Stored entries:
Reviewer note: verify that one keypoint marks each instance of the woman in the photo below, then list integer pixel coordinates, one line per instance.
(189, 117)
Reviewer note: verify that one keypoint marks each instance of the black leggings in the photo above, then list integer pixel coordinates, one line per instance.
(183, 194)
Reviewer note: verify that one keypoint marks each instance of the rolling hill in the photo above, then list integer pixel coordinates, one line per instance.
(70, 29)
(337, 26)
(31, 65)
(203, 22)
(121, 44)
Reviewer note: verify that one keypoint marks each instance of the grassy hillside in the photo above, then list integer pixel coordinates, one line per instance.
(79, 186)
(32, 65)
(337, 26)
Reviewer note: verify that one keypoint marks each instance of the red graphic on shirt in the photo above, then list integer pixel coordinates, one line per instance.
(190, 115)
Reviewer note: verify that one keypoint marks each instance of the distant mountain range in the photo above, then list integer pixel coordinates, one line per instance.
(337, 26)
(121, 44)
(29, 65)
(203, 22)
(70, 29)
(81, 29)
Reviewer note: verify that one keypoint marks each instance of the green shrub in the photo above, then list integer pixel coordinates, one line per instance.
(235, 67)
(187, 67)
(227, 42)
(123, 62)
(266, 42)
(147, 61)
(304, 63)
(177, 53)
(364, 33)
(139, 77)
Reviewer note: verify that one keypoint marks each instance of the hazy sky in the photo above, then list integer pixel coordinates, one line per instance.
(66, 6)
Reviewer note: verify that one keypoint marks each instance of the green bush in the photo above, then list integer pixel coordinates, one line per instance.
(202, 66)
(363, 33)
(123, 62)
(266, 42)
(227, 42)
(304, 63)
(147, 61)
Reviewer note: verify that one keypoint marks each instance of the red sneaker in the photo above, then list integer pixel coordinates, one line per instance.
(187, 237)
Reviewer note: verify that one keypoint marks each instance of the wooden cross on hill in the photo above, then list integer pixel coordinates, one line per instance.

OBJECTIVE: Write out all of the lines above again, putting "marker" in place of every "keypoint" and changing nothing else.

FULL ANSWER:
Reviewer note: verify that one marker marks each instance of the woman in the photo below, then list integer pixel coordinates, one line per instance.
(189, 117)
Reviewer note: verify that one marker marks each instance of the black leggings in the photo above, then list integer pixel coordinates, one line per instance.
(183, 194)
Reviewer note: verify that one marker marks each instance of the rolling hill in the photo above, then list integer pixel coordinates, one line per instance.
(70, 29)
(337, 26)
(31, 65)
(203, 22)
(121, 44)
Reviewer note: verify that one marker marks each instance of the grassy hillside in the photo above, then list integer pixel coordinates, one line per instance.
(79, 186)
(32, 65)
(337, 26)
Reviewer note: verify that one marker marks each instance of the red graphic on shirt in the photo above, then list integer pixel coordinates, one line per instance.
(190, 115)
Reviewer note: verify that one marker marks each instance of the distant mountain range in the photo above, then list integer pixel coordinates, one line per instance.
(337, 26)
(121, 44)
(29, 65)
(203, 22)
(70, 29)
(81, 29)
Reviewer note: verify that one marker marks each instance of the green shrub in the photo above, then list integer pixel coordinates, one line per instance.
(235, 67)
(187, 67)
(227, 42)
(123, 62)
(266, 42)
(147, 61)
(304, 63)
(177, 53)
(364, 33)
(139, 77)
Reviewer note: verify that one marker marks each instance of the hazy sky in the photo above, then list integer pixel coordinates, one line per instance.
(66, 6)
Reviewer note: verify that one marker marks each instance of the green bush in the photo above, then list integer pixel coordinates, one line per instance.
(202, 66)
(363, 33)
(123, 62)
(266, 42)
(227, 42)
(304, 63)
(147, 61)
Reviewer note: verify that one marker marks each instance of the red sneaker in the photo above, then list integer pixel coordinates, one line per instance.
(187, 237)
Reviewer note: verify that one marker marks each instance of the wooden cross on hill in the photo above, then list integer pixel coordinates, one line per instance.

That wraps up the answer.